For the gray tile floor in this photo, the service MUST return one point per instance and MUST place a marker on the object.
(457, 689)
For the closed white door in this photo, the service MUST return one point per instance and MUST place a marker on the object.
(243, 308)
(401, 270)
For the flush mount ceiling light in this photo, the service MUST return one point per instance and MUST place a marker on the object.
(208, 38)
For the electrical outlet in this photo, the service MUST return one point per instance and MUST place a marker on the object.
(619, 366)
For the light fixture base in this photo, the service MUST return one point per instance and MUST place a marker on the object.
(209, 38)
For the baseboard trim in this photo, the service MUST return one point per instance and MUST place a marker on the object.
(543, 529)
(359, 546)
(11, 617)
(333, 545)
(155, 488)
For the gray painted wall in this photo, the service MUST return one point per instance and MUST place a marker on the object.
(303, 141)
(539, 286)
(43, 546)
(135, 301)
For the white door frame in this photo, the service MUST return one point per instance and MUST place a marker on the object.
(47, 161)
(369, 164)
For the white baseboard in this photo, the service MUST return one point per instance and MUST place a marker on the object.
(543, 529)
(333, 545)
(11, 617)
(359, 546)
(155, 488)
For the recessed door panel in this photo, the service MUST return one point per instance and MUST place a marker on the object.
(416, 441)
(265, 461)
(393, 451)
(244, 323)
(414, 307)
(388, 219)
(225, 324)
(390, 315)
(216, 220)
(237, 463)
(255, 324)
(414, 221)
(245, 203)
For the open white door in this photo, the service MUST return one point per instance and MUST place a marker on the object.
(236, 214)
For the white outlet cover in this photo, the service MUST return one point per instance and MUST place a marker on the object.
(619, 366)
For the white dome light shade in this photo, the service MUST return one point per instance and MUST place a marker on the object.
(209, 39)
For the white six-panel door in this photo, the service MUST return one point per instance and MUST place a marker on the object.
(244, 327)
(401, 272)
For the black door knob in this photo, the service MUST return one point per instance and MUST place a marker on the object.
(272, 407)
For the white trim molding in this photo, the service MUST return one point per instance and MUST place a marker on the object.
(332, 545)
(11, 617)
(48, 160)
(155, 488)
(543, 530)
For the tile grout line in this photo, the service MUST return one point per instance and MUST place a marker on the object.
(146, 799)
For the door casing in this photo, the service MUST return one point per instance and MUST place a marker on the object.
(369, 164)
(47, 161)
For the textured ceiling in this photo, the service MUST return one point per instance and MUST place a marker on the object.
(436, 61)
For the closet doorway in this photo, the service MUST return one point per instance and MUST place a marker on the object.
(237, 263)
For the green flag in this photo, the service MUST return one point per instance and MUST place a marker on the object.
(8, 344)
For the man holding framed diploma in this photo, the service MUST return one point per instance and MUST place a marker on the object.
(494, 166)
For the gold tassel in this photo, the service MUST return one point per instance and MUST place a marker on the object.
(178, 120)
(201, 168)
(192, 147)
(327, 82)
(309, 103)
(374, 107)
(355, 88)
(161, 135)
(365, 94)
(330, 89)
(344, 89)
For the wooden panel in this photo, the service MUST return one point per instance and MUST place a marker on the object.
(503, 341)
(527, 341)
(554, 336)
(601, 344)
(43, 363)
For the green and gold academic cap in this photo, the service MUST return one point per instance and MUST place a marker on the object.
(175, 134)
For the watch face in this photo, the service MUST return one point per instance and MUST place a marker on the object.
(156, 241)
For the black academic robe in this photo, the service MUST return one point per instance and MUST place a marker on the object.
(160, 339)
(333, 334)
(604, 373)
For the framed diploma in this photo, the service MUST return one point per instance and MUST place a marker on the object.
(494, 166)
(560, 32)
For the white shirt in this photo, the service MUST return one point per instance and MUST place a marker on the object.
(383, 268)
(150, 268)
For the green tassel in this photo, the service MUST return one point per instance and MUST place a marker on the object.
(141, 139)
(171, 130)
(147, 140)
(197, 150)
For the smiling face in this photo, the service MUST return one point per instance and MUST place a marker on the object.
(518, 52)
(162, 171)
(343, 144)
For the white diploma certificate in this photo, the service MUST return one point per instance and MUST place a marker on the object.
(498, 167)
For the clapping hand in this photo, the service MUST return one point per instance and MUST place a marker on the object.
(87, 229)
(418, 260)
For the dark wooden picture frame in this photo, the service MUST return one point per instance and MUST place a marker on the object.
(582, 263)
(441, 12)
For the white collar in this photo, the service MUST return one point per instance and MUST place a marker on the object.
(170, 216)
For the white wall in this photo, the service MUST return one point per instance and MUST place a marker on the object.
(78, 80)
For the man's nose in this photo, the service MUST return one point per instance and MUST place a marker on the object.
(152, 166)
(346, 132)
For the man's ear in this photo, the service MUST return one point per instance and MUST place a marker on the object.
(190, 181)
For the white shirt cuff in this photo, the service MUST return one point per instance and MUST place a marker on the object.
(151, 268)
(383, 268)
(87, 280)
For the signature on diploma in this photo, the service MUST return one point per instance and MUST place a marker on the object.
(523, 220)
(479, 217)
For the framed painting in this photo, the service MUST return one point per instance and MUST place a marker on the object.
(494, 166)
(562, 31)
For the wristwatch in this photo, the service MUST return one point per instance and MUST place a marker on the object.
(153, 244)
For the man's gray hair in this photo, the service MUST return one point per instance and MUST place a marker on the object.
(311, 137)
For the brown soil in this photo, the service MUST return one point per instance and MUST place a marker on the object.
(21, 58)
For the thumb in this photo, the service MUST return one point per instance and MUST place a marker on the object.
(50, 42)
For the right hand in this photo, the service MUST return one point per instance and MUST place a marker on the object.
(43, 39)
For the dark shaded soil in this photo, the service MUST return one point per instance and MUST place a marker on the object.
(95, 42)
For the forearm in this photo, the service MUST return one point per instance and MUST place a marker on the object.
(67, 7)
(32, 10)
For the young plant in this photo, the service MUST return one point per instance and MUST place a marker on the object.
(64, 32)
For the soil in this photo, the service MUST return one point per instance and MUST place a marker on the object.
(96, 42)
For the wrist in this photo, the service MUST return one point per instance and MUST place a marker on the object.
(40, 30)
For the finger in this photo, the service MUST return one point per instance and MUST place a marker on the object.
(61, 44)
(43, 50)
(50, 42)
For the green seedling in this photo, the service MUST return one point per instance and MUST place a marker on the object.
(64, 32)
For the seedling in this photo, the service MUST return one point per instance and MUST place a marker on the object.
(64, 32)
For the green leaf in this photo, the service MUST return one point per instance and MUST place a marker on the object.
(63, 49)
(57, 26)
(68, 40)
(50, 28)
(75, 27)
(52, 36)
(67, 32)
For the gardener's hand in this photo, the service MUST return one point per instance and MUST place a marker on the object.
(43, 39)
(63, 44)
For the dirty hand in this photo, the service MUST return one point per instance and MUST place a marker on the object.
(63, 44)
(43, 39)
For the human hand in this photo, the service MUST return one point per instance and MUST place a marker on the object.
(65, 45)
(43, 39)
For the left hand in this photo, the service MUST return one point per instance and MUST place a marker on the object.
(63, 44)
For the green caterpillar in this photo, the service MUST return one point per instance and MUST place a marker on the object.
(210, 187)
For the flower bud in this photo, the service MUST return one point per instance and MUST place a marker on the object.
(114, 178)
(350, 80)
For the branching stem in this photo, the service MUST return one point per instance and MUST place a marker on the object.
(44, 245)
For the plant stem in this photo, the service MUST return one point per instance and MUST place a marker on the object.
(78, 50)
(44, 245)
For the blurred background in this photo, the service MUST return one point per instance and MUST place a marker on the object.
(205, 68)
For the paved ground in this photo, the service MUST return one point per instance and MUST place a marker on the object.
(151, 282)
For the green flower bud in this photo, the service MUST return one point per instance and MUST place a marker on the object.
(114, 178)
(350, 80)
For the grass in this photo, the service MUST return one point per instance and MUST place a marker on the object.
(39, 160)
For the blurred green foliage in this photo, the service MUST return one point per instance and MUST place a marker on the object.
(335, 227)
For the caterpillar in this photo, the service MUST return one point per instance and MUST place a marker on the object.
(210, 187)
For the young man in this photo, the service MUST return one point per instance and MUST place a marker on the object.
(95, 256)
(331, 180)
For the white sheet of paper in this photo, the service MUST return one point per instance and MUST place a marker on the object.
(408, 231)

◆ ◆ ◆ ◆ ◆

» Written request
Copy exactly the lines of the listing above, beginning at the line with "For the paved" and ending at its final line; write out nothing else.

» Answer
For the paved ground in this photo, the service MUST return one point per instance and MUST place a marker on the object.
(151, 282)
For the green flower bud in this photo, the service MUST return one point per instance and MUST place a marker on the object.
(114, 178)
(350, 80)
For the grass in this photo, the service MUST return one point per instance and MUST place a marker on the object.
(39, 160)
For the blurred green foliage in this photo, the service MUST return one point per instance and MUST place a marker on the object.
(335, 227)
For the caterpillar in this photo, the service MUST return one point per instance and MUST place a marker on the object.
(210, 187)
For the young man in this photo, the service MUST return one point per instance and MUST place a marker on the object.
(95, 256)
(331, 180)
For the white sheet of paper in this photo, the service MUST return one point per instance and MUST place a marker on the object.
(408, 231)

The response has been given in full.